Achieving reliability with lead-free solders

By Keith Gurnett and Tom Adams

Editor’s note: This is the second of a two-part series. The first part ran on page 1 of the January 2008 issue of Military & Aerospace Electronics.

Prof. Nihal Sinnadurai, a well-known industry expert in reliability assurance methodology, believes that lead-free solders can achieve the same high levels of component and system reliability that military and aerospace users have become accustomed to during 50 years of tin-lead solder use.

Sinnadurai acknowledges, however, that over the next 15 years or so, while the industry is gaining experience with lead-free solders, there will be unavoidable field failures, both in civilian and non-civilian applications, some of which may have significant impact. In this article, he describes four strategies that can make it easier and quicker for manufacturers to achieve high reliability when using lead-free solders in military and aerospace applications.

Supply chain management

One of the problems that has plagued the OEMs of military/aerospace products for years is the relatively low volume of their production. Total production of a specialized military radio, for example, or of a missile’s GPS guidance system may amount to a few thousand units, only a tiny percentage of the volume of popular consumer items, such as an iPod.

“This is where the defense and aerospace lacks leverage,” Sinnadurai says. “They may be strong in the weapons they have, but they are very weak in their purchasing power at the component level, because they’re not buying huge numbers of components...this has been the problem now for the past 20 years.” Component manufacturers are happy to negotiate with high-volume commercial manufacturers, but there is really no incentive for them to give a break to a military and aerospace customer that represents a much smaller volume of business.

OEMs of military and aerospace systems can gain more control over suppliers by banding together in cooperative groups, Sinnadurai says. One such group is STACK-International, a non-profit organization owned by its members, which include companies such as Crane Aerospace & Electronics, Honeywell, Northrop Grumman, Rockwell Collins, Smiths Aerospace, and United Technologies.

By their membership in STACK-International, the member companies basically outsource their semiconductor supply chain audit into the cooperative organization. “STACK-International is essentially a club of high-reliability application companies, who do not individually have great purchasing volumes despite being multi-billion-dollar companies; the quantity of components that they buy is quite small. By clubbing together they have much more clout.”

_Excerpted data:_
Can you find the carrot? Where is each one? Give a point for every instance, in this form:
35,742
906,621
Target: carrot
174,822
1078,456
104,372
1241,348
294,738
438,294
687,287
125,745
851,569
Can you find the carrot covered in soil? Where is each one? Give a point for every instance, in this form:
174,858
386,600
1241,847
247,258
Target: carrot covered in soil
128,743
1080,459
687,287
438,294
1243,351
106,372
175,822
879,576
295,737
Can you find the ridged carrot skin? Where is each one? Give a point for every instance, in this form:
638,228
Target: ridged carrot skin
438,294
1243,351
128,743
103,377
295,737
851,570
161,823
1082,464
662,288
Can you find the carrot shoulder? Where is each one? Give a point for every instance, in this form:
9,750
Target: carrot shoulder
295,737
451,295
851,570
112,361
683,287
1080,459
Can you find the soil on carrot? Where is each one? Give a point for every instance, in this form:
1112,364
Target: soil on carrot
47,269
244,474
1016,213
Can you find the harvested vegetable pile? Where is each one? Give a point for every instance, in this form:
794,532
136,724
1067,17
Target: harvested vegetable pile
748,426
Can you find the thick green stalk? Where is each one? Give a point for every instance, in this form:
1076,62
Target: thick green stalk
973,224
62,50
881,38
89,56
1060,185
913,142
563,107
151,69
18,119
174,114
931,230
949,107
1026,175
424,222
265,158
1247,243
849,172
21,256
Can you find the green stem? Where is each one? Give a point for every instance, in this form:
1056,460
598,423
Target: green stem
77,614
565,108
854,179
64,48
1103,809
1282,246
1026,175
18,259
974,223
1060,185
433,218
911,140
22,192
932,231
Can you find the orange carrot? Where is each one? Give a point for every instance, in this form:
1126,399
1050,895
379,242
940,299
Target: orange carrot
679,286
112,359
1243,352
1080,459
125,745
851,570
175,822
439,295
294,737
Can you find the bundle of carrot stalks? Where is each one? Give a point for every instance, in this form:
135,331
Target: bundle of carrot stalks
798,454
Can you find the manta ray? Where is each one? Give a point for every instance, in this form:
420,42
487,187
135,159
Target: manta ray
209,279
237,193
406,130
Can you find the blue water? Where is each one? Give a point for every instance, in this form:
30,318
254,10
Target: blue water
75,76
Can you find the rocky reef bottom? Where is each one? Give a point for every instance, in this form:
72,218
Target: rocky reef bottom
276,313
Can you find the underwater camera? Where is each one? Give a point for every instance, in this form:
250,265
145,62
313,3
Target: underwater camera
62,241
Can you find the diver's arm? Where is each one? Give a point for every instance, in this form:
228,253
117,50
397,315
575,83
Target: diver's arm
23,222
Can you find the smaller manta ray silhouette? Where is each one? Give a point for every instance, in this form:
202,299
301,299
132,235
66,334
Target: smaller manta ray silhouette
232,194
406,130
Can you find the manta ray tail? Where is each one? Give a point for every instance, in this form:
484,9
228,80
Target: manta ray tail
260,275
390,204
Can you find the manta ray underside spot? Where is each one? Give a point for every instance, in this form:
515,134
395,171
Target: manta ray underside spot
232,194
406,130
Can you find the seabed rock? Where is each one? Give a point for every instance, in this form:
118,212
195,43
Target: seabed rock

_What is asked:_
[A] From the article on lead-free solders, copy word for word the passage running from "One of the problems" up to and including "volume of business.".
[B] List every company the article on lead-free solders names as a member of STACK-International.
[C] Pick up the article on lead-free solders after its final sentence and keep writing it.
The data after the article on lead-free solders is separate material.

_Answers for the exercise:_
[A]
One of the problems that has plagued the OEMs of military/aerospace products for years is the relatively low volume of their production. Total production of a specialized military radio, for example, or of a missile’s GPS guidance system may amount to a few thousand units, only a tiny percentage of the volume of popular consumer items, such as an iPod.

“This is where the defense and aerospace lacks leverage,” Sinnadurai says. “They may be strong in the weapons they have, but they are very weak in their purchasing power at the component level, because they’re not buying huge numbers of components...this has been the problem now for the past 20 years.” Component manufacturers are happy to negotiate with high-volume commercial manufacturers, but there is really no incentive for them to give a break to a military and aerospace customer that represents a much smaller volume of business.

[B] Crane Aerospace & Electronics, Honeywell, Northrop Grumman, Rockwell Collins, Smiths Aerospace, United Technologies

[C]
STACK-International carries out audits of semiconductor houses, companies who, Sinnadurai notes, “wouldn’t otherwise acquiesce to being audited by a company that buys only a thousand components from them.” Thus companies such as Freescale, Texas Instruments, and ST Microelectronics agree to routine audits by STACK. The auditors are not employees of STACK, but are highly qualified auditors employed by the member companies of STACK. “For example, companies such as Smiths Aerospace provide auditors, who undertake the audits.”

Flexible automated assembly

Flexibility, in this case, is automated production that can handle a variety of product assemblies on the same line, by programmed control of the various pieces of process equipment. This involves Design-for-Manufacture (DfM) at the outset. Such flexible manufacturing will readily process printed circuit boards (PCBs) of very different types; for example, two of the many boards that go into an unmanned aerial vehicle (UAV), which is continually evolved in order to improve functionality and thereby also exploits latest hardware technologies, and where small lots are a natural consequence of such evolution. “There are a number of flexible automated manufacturers globally, including the United Kingdom,” Sinnadurai says. One obvious consequence of automated manufacture is that dependence on labor costs is minimal: these companies have demonstrated that their costs can be lower than they would be if they outsourced assembly to a low labor cost country.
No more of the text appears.